**TASK TO CARRY OUT:** Find the line that contains "Where can the steam roller". Repeat that line and all lines following it, exactly, through the end of the listing below.
──────── LISTING ────────
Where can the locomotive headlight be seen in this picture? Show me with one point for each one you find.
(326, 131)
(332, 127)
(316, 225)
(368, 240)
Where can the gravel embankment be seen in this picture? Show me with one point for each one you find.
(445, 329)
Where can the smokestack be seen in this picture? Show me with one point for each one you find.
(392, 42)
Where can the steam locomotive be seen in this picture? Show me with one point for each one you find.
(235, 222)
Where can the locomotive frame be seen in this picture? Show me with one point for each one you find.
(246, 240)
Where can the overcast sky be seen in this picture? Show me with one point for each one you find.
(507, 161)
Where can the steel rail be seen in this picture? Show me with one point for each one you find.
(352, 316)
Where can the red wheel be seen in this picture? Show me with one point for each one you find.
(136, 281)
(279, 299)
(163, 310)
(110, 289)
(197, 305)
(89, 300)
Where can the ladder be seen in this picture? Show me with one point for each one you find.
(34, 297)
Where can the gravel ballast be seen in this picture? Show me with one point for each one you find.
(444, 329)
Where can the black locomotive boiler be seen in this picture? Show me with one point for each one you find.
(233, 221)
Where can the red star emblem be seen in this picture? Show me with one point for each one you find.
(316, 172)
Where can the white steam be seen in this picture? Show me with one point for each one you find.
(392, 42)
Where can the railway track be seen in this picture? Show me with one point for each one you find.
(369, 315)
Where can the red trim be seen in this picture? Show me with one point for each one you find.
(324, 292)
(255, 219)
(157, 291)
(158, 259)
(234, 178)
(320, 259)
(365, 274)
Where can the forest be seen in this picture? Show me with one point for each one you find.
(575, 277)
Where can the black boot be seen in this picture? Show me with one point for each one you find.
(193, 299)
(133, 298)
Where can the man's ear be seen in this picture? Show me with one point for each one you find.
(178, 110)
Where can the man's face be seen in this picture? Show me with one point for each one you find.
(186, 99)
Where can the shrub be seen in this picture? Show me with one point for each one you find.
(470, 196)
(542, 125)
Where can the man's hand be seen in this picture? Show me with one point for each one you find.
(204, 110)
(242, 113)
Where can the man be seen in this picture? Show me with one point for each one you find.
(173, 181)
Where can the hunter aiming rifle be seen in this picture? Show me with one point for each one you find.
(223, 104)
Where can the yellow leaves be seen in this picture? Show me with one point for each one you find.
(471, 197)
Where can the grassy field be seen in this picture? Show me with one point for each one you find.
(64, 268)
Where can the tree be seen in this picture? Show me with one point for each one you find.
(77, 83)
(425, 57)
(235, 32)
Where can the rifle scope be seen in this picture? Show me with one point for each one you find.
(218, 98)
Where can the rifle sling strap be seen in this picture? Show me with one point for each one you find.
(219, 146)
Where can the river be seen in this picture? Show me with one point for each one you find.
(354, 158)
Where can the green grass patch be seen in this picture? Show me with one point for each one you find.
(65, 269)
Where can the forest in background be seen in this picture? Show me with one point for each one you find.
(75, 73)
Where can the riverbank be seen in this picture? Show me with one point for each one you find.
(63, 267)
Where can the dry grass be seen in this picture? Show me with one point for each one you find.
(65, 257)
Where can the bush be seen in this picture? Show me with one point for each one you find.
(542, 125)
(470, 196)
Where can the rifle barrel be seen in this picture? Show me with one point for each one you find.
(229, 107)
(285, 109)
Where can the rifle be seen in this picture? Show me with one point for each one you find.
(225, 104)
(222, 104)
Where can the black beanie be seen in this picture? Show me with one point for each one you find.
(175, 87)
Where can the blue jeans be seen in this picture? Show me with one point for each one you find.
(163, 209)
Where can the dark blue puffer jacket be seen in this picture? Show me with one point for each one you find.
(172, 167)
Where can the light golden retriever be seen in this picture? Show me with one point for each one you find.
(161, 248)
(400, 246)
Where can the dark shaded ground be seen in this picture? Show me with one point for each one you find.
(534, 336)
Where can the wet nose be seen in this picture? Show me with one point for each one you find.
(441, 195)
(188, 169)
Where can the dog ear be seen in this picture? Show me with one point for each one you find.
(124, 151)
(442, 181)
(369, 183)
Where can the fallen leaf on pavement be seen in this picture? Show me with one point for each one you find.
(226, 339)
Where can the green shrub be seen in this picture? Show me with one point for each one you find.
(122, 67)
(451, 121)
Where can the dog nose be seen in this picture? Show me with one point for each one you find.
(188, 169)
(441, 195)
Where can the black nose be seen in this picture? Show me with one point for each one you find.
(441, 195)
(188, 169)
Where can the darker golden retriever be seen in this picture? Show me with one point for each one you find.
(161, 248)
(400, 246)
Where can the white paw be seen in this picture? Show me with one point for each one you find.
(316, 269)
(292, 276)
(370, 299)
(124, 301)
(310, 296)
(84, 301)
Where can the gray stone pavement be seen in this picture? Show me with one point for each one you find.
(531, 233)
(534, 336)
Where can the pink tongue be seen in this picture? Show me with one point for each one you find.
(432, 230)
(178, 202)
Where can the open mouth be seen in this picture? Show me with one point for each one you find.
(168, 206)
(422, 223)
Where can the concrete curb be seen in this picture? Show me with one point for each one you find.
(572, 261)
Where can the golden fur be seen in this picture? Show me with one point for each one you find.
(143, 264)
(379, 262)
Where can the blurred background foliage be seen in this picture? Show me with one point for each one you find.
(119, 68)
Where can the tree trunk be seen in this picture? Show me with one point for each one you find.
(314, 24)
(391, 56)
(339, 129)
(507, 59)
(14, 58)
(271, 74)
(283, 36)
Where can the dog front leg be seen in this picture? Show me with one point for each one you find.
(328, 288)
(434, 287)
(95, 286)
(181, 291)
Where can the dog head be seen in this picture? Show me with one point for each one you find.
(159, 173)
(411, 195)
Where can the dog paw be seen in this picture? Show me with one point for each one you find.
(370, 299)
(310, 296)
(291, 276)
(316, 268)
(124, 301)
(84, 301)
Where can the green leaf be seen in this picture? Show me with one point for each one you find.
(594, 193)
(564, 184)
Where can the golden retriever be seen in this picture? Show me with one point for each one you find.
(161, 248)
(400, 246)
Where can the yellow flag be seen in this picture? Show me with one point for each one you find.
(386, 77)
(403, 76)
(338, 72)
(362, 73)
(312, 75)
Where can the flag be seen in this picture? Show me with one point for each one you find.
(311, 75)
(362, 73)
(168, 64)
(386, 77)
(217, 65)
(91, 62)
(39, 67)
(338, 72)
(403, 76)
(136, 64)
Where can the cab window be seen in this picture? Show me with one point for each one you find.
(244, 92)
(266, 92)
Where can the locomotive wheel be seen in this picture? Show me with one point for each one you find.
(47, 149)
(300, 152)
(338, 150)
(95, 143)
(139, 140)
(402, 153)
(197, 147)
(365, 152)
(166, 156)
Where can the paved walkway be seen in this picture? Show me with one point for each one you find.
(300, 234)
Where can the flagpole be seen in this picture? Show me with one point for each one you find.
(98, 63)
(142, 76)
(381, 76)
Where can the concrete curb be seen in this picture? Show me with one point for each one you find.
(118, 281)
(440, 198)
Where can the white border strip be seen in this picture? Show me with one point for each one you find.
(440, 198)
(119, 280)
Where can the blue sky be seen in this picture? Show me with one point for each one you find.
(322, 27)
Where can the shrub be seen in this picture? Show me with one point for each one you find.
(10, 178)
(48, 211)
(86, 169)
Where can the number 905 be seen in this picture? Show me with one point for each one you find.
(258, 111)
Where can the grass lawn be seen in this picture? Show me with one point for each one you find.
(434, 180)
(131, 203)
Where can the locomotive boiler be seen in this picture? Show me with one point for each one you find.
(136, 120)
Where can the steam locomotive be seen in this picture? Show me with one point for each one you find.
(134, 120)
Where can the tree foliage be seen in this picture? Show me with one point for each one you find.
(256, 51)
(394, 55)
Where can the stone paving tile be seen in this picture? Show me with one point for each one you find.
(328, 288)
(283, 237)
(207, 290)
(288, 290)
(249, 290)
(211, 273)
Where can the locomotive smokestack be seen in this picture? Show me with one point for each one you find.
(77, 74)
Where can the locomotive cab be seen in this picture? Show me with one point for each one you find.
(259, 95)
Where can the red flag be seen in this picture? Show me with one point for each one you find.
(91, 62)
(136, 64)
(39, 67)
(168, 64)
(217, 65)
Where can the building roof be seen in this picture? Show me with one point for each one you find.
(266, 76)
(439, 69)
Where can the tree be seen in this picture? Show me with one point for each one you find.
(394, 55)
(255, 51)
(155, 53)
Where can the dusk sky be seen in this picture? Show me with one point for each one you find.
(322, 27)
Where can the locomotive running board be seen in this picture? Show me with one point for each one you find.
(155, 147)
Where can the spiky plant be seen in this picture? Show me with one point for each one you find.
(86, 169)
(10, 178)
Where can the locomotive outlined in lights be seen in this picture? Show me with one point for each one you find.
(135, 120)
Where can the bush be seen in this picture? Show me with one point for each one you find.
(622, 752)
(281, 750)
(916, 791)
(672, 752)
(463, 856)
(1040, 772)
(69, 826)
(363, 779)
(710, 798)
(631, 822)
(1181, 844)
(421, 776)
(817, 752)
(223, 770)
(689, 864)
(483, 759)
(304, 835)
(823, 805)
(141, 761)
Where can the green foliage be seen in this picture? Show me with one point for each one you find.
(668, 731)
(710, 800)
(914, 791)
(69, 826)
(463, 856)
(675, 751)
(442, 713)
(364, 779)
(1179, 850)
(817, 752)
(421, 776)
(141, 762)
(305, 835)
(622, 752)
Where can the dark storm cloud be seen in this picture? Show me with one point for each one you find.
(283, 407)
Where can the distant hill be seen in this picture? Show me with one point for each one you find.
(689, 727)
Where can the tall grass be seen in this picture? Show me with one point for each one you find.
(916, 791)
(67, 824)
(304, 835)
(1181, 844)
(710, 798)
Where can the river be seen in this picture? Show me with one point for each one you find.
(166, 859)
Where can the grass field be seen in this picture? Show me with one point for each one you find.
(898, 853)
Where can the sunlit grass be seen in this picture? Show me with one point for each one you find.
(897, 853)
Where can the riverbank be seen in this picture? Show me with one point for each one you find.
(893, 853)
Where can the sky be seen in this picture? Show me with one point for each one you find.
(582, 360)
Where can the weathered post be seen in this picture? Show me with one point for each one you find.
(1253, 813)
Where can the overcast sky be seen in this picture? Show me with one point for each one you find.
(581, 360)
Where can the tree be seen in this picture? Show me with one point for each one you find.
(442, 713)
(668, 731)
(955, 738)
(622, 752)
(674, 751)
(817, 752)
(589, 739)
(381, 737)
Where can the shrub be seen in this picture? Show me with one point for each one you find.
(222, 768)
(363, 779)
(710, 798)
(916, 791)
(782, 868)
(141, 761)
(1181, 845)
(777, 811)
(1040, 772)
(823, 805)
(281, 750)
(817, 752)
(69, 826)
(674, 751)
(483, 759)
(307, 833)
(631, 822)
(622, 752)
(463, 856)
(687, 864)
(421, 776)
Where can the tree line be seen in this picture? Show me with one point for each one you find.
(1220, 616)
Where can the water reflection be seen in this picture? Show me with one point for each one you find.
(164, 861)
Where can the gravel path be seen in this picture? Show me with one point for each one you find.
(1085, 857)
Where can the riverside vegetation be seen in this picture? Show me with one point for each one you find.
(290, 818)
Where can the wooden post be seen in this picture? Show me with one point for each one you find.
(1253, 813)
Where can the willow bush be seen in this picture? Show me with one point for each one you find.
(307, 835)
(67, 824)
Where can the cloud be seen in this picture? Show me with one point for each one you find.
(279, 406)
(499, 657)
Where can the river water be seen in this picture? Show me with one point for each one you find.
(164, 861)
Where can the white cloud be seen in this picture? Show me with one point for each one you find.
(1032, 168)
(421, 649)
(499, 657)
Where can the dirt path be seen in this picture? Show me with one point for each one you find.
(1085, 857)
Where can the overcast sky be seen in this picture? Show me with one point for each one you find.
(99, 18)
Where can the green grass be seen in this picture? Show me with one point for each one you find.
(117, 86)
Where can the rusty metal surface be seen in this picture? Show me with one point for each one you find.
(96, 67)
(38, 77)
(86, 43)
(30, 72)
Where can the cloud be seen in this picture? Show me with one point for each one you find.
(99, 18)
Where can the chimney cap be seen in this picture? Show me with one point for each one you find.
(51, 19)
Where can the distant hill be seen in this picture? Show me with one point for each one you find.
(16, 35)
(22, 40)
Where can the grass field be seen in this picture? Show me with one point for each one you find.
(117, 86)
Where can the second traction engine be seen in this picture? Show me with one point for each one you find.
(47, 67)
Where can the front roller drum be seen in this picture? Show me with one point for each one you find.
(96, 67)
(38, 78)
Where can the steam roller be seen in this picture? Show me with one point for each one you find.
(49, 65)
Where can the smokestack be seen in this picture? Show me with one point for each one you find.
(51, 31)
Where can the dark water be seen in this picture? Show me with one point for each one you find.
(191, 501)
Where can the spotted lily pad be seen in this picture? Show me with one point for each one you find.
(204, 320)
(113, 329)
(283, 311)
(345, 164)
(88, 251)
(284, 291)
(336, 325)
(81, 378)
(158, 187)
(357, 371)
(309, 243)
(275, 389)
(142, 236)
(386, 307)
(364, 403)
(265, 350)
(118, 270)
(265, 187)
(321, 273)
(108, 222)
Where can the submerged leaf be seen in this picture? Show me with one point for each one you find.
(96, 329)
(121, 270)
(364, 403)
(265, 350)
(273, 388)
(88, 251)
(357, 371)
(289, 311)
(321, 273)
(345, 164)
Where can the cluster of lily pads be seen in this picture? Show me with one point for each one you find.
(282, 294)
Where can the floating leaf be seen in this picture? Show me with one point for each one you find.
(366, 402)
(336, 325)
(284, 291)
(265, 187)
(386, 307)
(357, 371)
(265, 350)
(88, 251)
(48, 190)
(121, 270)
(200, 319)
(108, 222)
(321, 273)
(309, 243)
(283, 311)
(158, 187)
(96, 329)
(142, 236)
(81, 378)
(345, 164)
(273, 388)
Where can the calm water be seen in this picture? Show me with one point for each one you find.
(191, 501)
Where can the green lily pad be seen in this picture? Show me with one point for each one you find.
────────
**SOLVED EXERCISE:**
Where can the steam roller be seen in this picture? Show me with one point for each one you find.
(49, 65)
Where can the smokestack be seen in this picture? Show me with one point for each one you find.
(51, 31)
Where can the dark water be seen in this picture? Show me with one point for each one you find.
(191, 501)
Where can the spotted lily pad be seen in this picture? Show me with one point for each one you find.
(204, 320)
(113, 329)
(283, 311)
(345, 164)
(88, 251)
(284, 291)
(336, 325)
(81, 378)
(158, 187)
(357, 371)
(309, 243)
(275, 389)
(142, 236)
(386, 307)
(364, 403)
(265, 350)
(118, 270)
(265, 187)
(321, 273)
(108, 222)
Where can the submerged leaf be seen in this picture? Show me with one point for each one you find.
(96, 329)
(121, 270)
(364, 403)
(265, 350)
(273, 388)
(88, 251)
(357, 371)
(289, 311)
(321, 273)
(345, 164)
Where can the cluster of lily pads be seen in this picture? Show me with one point for each one you find.
(282, 294)
Where can the floating leaf be seen in this picture? Show me with one point for each one you find.
(366, 402)
(336, 325)
(284, 291)
(265, 187)
(386, 307)
(357, 371)
(265, 350)
(88, 251)
(48, 190)
(121, 270)
(200, 319)
(108, 222)
(321, 273)
(309, 243)
(283, 311)
(158, 187)
(96, 329)
(142, 236)
(81, 378)
(345, 164)
(273, 388)
Where can the calm water be seen in this picture? Show me with one point for each one you find.
(191, 501)
Where can the green lily pad be seen in this picture? Show me with one point for each one you find.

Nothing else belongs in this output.